__Problem details__: Reproduce the whole listing exactly.

━━━━━━━━━━━━━━━━

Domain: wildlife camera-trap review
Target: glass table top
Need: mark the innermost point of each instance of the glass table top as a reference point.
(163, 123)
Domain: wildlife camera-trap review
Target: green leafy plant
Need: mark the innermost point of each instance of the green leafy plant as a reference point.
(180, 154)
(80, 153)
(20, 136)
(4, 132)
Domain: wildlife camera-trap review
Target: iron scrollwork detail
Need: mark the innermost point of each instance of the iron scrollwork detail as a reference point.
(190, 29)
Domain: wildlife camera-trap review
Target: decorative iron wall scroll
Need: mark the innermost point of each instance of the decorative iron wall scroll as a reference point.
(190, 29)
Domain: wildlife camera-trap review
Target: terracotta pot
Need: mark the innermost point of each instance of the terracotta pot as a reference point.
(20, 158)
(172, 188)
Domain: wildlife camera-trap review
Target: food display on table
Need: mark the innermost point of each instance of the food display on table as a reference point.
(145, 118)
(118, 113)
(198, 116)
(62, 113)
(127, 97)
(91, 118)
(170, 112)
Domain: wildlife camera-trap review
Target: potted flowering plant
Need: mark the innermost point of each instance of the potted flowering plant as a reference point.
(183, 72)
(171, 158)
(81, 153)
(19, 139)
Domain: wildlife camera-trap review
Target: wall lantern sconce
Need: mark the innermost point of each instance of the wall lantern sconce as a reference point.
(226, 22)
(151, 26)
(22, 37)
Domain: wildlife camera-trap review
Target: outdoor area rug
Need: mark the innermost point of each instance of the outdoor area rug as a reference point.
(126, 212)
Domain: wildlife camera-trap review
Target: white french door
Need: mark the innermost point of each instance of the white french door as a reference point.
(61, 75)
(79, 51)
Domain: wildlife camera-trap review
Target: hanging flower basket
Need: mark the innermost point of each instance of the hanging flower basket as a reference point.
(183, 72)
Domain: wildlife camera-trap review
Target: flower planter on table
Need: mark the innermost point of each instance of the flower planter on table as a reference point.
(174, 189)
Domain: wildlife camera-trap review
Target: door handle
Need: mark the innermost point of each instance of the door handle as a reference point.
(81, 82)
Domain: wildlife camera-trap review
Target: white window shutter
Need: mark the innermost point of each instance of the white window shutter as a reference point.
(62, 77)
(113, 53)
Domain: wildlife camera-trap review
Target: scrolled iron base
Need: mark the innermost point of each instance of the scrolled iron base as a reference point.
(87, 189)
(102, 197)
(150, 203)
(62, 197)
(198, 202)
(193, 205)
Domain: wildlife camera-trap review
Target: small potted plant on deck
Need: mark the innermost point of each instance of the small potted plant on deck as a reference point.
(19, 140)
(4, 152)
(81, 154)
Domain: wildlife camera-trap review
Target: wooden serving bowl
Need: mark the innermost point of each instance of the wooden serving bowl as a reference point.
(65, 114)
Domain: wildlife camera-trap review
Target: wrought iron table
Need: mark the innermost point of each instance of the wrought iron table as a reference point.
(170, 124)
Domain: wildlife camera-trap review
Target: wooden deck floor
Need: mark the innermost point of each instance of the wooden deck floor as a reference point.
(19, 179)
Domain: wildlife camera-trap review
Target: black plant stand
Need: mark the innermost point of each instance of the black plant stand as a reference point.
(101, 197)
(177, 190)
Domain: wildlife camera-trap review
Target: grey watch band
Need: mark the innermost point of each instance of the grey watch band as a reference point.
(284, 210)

━━━━━━━━━━━━━━━━

__The completed task__:
Domain: wildlife camera-trap review
Target: glass table top
Need: mark the innermost point of each instance of the glass table top as a reference point.
(163, 123)
Domain: wildlife camera-trap review
Target: green leafy plant
Need: mark the innermost point of each instance of the green leafy plant as a reference point.
(180, 154)
(80, 153)
(20, 136)
(4, 132)
Domain: wildlife camera-trap review
Target: iron scrollwork detail
Need: mark the innermost point of each instance of the iron scrollwork detail as a reference point.
(190, 29)
Domain: wildlife camera-trap review
Target: decorative iron wall scroll
Need: mark the innermost point of each instance of the decorative iron wall scroll as a reference point.
(190, 29)
Domain: wildlife camera-trap review
Target: terracotta pot
Need: mark the innermost point of each instance of the terracotta pot as a reference point.
(20, 158)
(172, 188)
Domain: wildlife camera-trap review
Target: food display on table
Need: mark the innermost point of each instance of the food display on table as a reference point.
(145, 118)
(118, 113)
(198, 116)
(62, 113)
(127, 97)
(91, 118)
(170, 112)
Domain: wildlife camera-trap review
Target: potted flowering plant
Need: mark the innermost point of each instance of the potted flowering plant as a reference point.
(183, 72)
(171, 158)
(81, 153)
(19, 139)
Domain: wildlife camera-trap review
Target: wall lantern sconce
Need: mark the innermost point of each instance of the wall lantern sconce as a reference point.
(226, 22)
(151, 26)
(22, 37)
Domain: wildlife camera-trap review
Target: outdoor area rug
Need: mark the innermost point of each instance of the outdoor area rug as a reference point.
(126, 212)
Domain: wildlife camera-trap review
Target: white french door
Need: mark the innermost point of each instance of the white french door as a reference point.
(61, 75)
(79, 51)
Domain: wildlife camera-trap review
Target: hanging flower basket
Need: mark the innermost point of each instance of the hanging flower basket as a reference point.
(183, 72)
Domain: wildlife camera-trap review
Target: flower planter on table
Need: mark the innermost point of each instance of the flower planter on table as a reference point.
(174, 189)
Domain: wildlife camera-trap review
Target: door handle
Need: mark the innermost point of each instance of the door handle as a reference point.
(81, 82)
Domain: wildlife camera-trap review
Target: white window shutter
Need: mark the innermost point of each instance of the white window shutter as a reference point.
(62, 77)
(113, 53)
Domain: wildlife camera-trap review
Target: scrolled iron base
Need: mark the innermost point of each instance of the scrolled iron base as a reference point.
(87, 189)
(102, 197)
(150, 203)
(62, 197)
(198, 202)
(193, 205)
Domain: wildlife camera-trap review
Target: small potted plant on deck
Need: mark the innermost point of each instance of the small potted plant on deck as a reference point.
(19, 140)
(4, 152)
(81, 154)
Domain: wildlife camera-trap review
Target: wooden serving bowl
Need: mark the innermost point of each instance of the wooden serving bowl as a reference point.
(65, 114)
Domain: wildlife camera-trap review
Target: wrought iron table
Need: mark the innermost point of each instance of the wrought iron table as a reference point.
(170, 124)
Domain: wildlife camera-trap review
Target: wooden deck floor
Need: mark the innermost point of each instance of the wooden deck floor as a reference point.
(19, 179)
Domain: wildlife camera-trap review
Target: black plant stand
Need: mark the innermost point of each instance of the black plant stand as a reference point.
(101, 197)
(177, 190)
Domain: wildlife camera-trap review
Target: grey watch band
Need: mark the innermost point of each instance of the grey watch band as a reference point.
(284, 210)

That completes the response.